▸ YOUR INSTRUCTIONS: Reproduce the records as a numbered list, from the line with "Give the outline of every instance of the orange" up to and including the line with "[[[120,42],[119,0],[0,0],[0,42],[38,42],[49,13],[88,41]]]", and leave out blank lines.

▸ DATASET RECORDS:
>> BEGIN

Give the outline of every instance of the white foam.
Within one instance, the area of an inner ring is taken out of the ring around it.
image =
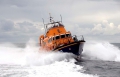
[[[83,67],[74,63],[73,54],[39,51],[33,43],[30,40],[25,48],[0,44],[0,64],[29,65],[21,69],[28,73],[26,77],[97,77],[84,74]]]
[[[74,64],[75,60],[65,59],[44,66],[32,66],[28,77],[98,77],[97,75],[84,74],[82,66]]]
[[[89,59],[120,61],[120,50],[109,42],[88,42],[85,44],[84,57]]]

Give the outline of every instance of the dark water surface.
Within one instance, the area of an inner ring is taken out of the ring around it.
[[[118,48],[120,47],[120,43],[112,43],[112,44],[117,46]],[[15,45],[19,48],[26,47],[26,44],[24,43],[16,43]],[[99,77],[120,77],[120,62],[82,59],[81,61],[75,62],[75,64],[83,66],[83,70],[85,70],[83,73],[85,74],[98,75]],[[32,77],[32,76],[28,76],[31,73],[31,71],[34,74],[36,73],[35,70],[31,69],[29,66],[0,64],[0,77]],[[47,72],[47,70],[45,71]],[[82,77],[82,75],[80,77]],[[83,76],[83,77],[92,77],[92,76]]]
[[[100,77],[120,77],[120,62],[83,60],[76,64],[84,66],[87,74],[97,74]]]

>> END
>> BEGIN

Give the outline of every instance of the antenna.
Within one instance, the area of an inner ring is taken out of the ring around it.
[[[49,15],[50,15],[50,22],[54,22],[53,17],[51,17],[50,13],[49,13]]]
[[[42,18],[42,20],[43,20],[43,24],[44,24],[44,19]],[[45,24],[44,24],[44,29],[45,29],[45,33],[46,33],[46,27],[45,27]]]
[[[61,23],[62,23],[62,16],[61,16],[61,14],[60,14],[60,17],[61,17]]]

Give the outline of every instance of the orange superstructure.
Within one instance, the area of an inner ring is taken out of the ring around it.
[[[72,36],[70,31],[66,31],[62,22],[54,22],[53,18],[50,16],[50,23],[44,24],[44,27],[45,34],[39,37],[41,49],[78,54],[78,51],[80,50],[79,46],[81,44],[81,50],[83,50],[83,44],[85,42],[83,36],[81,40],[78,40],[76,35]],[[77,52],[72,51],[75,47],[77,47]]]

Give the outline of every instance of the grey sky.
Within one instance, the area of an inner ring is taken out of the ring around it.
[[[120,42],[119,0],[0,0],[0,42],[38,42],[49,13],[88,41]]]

>> END
>> BEGIN

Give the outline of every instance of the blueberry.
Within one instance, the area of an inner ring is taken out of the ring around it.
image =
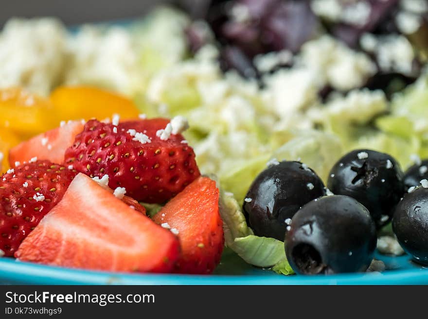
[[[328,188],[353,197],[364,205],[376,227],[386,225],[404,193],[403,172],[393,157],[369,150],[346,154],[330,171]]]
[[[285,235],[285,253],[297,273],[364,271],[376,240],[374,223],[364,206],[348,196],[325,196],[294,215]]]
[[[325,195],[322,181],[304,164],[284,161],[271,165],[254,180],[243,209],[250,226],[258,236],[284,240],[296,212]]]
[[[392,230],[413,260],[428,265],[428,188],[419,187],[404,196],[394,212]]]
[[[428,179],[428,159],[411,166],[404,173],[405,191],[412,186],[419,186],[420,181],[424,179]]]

>> END

▸ ANSWER TO THE TASK:
1. Give the outline of every instance of the orange superstructure.
2. Within one instance, the area of an inner ring is taken out of the ring around it.
3. [[[72,36],[70,31],[66,31],[62,22],[54,22],[53,18],[50,16],[50,23],[44,24],[44,27],[45,34],[39,37],[41,49],[78,54],[78,51],[80,50],[79,46],[81,44],[81,50],[83,50],[83,44],[85,42],[83,36],[81,40],[78,40],[76,35]],[[77,52],[72,51],[75,47],[77,47]]]
4. Give the outline of every instance of the grey sky.
5. Within one instance, the area of an inner ring is taken out of the ring around it.
6. [[[120,42],[119,0],[0,0],[0,42],[38,42],[49,13],[88,41]]]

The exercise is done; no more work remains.